━━━ Extracted data
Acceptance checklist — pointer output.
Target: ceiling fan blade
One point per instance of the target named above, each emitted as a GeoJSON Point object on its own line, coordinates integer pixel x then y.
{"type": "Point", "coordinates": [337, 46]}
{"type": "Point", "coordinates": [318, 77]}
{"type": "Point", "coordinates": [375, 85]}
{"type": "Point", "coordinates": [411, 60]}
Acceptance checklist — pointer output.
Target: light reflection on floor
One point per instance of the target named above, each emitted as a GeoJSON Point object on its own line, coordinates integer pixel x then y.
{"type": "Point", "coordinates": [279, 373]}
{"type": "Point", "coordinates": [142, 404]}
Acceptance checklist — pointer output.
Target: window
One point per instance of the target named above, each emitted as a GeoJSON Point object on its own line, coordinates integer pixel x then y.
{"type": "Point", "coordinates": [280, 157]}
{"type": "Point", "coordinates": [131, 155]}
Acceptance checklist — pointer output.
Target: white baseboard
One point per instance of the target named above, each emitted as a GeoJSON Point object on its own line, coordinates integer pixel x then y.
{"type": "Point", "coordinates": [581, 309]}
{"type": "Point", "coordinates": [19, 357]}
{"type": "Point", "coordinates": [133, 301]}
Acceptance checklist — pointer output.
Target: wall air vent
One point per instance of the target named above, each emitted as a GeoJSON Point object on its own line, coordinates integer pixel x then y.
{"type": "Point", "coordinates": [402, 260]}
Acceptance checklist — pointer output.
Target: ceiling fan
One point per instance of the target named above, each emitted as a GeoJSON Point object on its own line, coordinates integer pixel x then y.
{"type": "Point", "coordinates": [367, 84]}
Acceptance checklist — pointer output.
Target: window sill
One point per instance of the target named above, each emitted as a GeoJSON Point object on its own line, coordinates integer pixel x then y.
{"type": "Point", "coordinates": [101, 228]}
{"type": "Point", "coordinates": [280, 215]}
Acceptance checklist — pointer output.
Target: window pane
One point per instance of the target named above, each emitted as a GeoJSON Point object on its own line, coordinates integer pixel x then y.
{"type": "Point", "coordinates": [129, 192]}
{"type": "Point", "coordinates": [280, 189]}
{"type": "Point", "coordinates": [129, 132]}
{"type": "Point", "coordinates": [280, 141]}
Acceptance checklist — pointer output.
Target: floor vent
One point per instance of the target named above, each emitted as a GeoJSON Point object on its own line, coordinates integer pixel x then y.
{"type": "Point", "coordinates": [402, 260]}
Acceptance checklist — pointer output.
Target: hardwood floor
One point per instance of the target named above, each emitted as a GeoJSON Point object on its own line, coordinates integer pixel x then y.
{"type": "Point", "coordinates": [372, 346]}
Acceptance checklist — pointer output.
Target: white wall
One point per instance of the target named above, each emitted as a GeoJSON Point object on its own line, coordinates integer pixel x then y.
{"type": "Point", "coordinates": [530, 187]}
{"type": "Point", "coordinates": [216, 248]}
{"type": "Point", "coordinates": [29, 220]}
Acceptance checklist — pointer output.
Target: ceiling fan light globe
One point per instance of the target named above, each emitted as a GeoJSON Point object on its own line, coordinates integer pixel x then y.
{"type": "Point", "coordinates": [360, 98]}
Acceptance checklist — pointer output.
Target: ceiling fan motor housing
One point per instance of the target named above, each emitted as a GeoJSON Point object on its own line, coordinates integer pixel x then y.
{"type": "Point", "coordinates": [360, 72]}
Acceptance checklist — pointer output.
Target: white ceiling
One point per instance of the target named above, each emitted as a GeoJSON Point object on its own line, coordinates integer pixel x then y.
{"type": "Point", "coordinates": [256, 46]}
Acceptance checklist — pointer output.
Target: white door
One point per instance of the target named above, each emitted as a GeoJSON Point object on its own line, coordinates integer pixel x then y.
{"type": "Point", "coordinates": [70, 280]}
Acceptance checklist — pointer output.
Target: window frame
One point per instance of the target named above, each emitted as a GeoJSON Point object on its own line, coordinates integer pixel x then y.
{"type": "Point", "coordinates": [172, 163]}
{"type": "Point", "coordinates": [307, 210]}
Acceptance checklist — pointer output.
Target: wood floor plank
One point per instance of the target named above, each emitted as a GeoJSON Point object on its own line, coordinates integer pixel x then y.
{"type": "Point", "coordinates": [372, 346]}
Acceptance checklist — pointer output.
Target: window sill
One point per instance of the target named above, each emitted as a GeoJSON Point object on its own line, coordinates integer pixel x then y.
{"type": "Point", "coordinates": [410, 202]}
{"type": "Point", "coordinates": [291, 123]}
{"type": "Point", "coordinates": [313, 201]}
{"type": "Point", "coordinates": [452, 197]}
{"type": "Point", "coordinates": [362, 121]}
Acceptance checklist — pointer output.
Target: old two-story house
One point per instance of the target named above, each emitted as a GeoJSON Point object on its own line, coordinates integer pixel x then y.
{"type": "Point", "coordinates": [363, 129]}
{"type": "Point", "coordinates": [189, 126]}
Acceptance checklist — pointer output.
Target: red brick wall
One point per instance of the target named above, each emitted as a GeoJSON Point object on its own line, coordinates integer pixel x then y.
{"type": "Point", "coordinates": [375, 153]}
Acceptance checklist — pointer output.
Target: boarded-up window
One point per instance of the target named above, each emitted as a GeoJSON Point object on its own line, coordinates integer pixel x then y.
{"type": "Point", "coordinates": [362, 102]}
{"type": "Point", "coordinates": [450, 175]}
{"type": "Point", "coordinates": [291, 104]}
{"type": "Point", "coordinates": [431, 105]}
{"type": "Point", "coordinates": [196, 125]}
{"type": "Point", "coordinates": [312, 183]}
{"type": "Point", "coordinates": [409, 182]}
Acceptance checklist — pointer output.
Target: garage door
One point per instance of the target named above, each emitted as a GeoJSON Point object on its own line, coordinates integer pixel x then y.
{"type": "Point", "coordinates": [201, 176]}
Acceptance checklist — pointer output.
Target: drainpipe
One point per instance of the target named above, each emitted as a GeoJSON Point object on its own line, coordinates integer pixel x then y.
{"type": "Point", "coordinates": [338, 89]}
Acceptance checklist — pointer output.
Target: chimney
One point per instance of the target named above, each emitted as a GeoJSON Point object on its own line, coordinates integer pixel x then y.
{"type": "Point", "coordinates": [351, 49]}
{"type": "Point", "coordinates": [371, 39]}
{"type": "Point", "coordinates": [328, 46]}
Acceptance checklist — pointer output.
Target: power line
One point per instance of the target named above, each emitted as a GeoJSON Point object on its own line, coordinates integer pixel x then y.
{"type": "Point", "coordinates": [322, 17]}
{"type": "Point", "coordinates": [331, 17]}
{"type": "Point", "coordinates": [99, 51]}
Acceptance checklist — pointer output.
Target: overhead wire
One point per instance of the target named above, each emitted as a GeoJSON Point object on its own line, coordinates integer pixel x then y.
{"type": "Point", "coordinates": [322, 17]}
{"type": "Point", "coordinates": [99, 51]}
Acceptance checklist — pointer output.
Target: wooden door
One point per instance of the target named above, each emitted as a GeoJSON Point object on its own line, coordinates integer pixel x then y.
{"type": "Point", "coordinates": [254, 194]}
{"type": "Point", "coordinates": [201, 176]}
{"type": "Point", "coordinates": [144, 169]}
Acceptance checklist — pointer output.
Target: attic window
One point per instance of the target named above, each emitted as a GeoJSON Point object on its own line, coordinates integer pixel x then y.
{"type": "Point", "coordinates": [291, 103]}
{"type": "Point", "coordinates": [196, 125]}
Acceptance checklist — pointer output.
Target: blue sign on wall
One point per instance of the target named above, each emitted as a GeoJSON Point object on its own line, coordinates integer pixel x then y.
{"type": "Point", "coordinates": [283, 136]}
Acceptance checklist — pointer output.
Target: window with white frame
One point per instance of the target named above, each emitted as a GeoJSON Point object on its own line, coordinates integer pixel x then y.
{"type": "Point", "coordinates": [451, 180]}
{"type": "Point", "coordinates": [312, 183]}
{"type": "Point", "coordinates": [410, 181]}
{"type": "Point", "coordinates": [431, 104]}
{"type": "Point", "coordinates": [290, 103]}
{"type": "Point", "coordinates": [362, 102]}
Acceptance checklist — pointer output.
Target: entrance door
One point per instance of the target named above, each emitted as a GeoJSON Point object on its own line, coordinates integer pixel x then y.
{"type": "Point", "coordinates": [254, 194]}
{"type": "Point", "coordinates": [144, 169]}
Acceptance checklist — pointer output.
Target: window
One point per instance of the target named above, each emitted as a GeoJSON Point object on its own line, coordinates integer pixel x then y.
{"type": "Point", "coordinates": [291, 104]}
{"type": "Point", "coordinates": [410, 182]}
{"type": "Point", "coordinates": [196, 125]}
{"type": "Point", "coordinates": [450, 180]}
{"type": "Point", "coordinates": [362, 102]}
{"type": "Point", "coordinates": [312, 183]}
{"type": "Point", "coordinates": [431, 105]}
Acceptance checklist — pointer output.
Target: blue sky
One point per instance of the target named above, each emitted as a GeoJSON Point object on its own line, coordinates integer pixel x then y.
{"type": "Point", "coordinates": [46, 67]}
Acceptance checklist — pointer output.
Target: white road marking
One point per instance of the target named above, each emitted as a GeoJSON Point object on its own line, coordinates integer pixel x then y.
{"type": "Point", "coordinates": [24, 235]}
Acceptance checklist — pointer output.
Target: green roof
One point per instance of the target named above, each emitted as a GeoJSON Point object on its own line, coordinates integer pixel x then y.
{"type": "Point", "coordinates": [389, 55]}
━━━━━━
- _What you are asked to do_
Each line above that includes the word "light" is to be copied.

- _Result_
Target: light reflection on floor
Target: ceiling fan light globe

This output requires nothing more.